= Task goal =
Line by line, print the records exactly.

(Beginning of Entries supplied)

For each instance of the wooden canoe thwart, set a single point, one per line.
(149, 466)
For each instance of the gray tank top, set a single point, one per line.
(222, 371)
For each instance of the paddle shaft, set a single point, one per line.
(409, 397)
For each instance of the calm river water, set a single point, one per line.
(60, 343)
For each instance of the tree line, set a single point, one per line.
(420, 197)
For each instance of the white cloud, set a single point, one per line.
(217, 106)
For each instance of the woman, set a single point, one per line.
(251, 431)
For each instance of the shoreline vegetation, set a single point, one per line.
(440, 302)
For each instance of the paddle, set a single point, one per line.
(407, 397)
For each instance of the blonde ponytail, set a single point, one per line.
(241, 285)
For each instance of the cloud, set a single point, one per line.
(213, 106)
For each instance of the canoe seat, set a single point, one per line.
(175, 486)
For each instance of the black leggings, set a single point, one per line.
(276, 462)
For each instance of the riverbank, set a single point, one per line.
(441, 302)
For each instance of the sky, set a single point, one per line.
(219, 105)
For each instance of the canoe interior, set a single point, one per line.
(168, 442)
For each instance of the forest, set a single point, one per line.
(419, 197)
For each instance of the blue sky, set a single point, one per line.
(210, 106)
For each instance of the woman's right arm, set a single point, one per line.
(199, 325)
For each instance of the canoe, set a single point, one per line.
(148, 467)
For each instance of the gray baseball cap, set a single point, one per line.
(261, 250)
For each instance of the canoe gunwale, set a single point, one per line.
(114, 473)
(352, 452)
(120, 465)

(End of Entries supplied)

= Answer to this task =
For each instance of the wooden canoe thwart, set a single point, one per line.
(149, 466)
For each instance of the gray tank top, set a single point, one per line.
(222, 371)
For each instance of the paddle shaft, set a single point, one per line.
(409, 397)
For each instance of the calm river water, set a single point, one per line.
(60, 343)
For each instance of the tree line, set a single point, one per line.
(420, 197)
For each instance of the white cloud, set a single point, one per line.
(217, 106)
For each instance of the woman, set a single point, one per line.
(251, 431)
For each instance of the shoreline vegetation, set a single point, one per line.
(440, 302)
For each instance of the paddle, set a single point, one per line.
(407, 397)
For each instance of the blonde ponytail, set a single point, one per line.
(241, 285)
For each instance of the cloud, set a single point, one per line.
(213, 106)
For each instance of the canoe seat, set a single point, one per line.
(175, 486)
For each instance of the black leggings, set a single point, one per line.
(276, 462)
For each instance of the riverbank, set a single point, one per line.
(441, 302)
For each instance of the sky, set a single point, one per line.
(219, 105)
For each instance of the canoe interior, set a single point, one per line.
(168, 442)
For each instance of the forest, set a single point, one per line.
(419, 197)
For each instance of the blue sky, set a single point, one per line.
(210, 106)
For each instance of the woman's right arm, set a single point, one per line.
(199, 325)
For each instance of the canoe, set a single point, one per line.
(148, 467)
For each instance of the gray baseball cap, set a single point, one per line.
(261, 250)
For each instance of the canoe gunwale, set a single point, one per line.
(114, 473)
(352, 452)
(120, 465)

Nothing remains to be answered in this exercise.